** Start **

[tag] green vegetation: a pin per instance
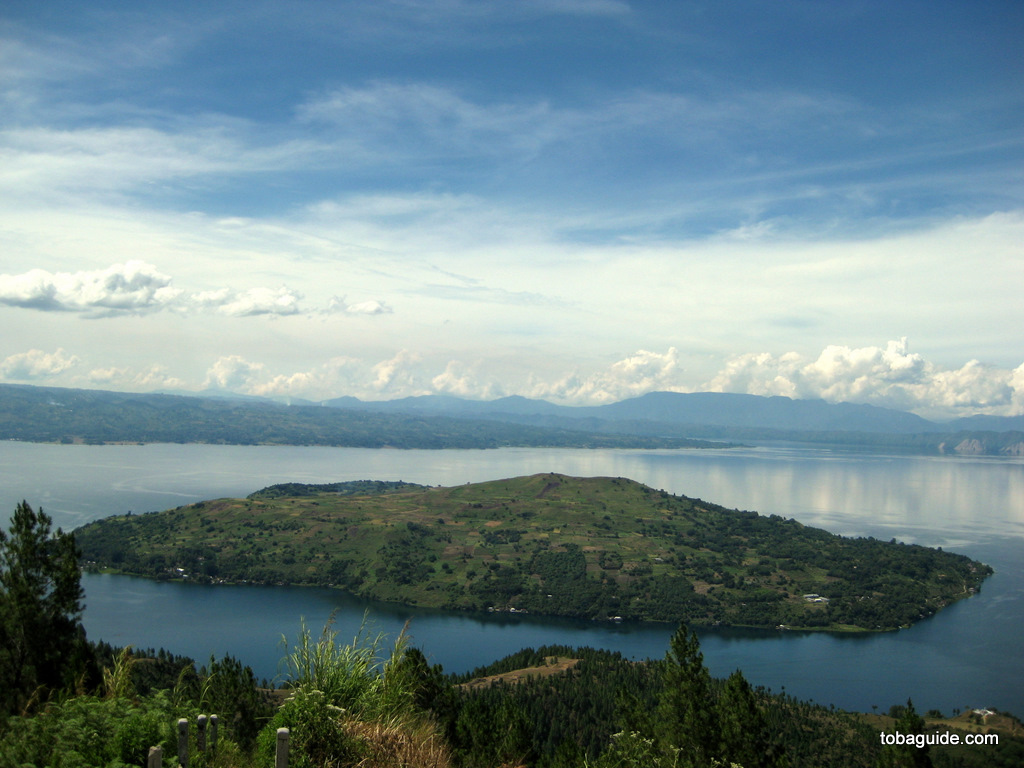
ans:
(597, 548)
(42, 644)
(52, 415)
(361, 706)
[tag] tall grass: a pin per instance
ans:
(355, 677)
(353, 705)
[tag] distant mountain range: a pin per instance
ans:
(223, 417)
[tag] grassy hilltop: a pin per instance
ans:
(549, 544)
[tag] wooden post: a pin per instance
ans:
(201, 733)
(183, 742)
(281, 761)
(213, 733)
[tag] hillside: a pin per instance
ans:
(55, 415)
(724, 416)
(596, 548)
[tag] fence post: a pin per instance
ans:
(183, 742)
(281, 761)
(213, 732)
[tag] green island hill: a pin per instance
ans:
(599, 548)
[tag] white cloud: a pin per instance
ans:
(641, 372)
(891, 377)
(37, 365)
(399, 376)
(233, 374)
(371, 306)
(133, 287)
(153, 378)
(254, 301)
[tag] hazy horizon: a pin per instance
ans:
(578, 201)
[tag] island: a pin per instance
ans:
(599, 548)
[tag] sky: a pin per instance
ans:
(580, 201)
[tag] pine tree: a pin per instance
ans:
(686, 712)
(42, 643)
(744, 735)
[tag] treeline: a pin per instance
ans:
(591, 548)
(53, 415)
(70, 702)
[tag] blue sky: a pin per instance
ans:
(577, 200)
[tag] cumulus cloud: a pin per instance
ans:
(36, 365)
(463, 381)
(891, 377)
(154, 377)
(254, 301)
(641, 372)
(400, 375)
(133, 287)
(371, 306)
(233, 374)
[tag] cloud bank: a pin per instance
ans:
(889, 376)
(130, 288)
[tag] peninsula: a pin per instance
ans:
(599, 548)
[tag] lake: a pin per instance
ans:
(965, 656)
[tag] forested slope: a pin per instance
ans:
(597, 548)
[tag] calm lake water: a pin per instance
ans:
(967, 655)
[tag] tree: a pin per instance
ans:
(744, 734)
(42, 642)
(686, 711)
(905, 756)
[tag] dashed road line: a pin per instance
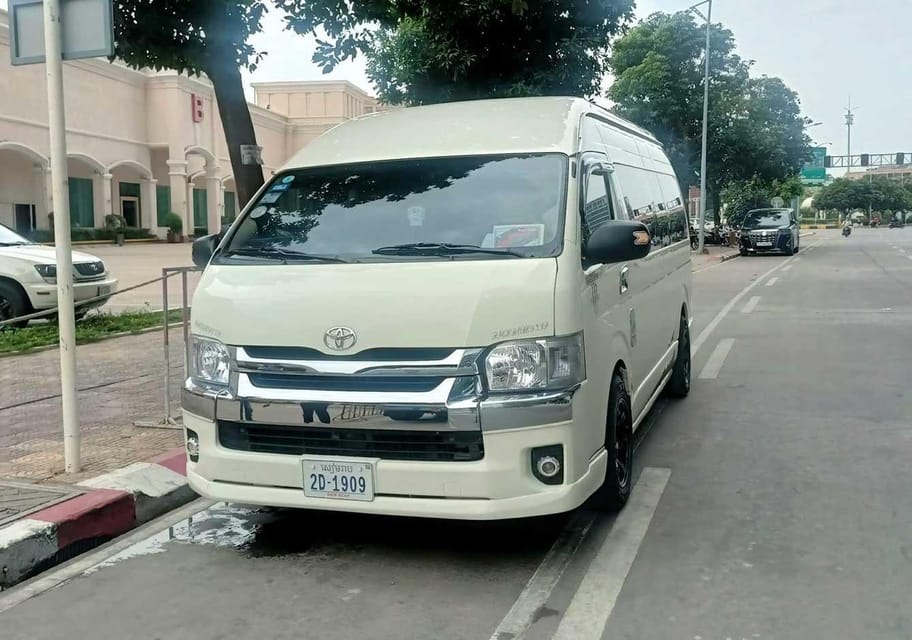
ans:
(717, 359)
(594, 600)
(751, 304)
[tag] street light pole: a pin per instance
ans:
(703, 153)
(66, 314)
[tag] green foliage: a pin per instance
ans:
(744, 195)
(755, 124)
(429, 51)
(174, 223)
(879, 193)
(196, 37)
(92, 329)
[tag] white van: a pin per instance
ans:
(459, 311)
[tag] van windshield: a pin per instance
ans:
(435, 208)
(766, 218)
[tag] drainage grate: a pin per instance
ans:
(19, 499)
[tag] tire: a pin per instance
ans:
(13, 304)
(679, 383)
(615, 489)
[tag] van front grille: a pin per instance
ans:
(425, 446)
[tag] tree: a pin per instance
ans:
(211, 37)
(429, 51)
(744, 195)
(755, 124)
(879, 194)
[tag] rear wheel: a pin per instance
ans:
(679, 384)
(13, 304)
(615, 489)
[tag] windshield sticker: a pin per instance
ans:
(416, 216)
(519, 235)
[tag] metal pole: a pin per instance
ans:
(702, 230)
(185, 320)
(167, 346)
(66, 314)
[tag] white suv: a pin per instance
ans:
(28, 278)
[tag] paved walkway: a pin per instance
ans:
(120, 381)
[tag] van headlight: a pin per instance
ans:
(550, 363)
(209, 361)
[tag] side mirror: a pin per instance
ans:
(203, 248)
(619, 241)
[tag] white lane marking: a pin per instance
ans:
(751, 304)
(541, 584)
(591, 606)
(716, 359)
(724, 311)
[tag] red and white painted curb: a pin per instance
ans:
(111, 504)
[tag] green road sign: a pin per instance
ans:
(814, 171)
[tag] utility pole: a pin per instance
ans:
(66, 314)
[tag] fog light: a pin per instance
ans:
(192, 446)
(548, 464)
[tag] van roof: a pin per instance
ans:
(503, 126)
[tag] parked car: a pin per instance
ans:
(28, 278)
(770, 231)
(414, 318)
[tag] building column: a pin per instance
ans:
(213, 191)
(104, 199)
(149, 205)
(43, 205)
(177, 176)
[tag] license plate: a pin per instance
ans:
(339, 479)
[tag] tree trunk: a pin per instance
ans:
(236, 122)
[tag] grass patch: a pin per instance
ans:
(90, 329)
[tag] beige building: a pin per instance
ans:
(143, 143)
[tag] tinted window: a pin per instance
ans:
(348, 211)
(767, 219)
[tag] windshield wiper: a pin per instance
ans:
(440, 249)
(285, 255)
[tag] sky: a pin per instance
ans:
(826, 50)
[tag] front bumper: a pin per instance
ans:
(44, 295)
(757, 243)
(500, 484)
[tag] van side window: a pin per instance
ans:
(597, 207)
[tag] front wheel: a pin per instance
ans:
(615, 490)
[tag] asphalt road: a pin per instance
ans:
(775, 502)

** End **
** Start **

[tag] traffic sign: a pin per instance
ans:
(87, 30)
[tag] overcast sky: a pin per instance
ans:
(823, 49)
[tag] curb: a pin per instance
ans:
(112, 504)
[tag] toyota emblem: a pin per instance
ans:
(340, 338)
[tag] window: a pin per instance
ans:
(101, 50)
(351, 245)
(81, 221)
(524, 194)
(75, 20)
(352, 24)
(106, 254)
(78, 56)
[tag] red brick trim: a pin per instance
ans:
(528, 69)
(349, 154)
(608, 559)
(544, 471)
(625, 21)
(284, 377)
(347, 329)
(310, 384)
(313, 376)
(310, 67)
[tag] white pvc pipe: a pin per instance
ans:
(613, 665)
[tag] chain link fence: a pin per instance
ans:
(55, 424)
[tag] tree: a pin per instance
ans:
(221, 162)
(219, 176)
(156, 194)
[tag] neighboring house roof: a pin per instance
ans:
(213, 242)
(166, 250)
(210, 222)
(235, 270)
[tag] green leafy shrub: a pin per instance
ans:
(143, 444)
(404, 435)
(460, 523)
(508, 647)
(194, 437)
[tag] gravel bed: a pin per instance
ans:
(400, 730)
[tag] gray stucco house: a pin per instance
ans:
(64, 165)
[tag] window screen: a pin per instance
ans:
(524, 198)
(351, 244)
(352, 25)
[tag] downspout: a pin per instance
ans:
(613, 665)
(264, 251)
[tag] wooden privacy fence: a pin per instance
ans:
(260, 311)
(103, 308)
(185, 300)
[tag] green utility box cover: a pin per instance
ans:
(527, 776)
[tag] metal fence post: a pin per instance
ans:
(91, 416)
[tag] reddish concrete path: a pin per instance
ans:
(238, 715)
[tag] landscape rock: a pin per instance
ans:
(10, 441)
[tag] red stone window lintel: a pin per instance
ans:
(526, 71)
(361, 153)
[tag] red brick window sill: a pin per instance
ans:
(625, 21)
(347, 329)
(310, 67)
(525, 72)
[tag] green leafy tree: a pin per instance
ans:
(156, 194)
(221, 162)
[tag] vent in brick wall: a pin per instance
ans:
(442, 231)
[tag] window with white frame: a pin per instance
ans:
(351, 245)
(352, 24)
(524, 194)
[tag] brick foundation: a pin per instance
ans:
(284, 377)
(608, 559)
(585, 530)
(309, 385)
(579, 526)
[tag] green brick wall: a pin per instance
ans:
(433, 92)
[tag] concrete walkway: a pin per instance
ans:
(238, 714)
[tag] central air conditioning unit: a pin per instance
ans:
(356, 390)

** End **

### [Work required]
Which lines in the records above contain the word "roof"? Copy each of them.

### [Written response]
[tag] van roof: a pin per instance
[tag] neighboring house roof: a pin per instance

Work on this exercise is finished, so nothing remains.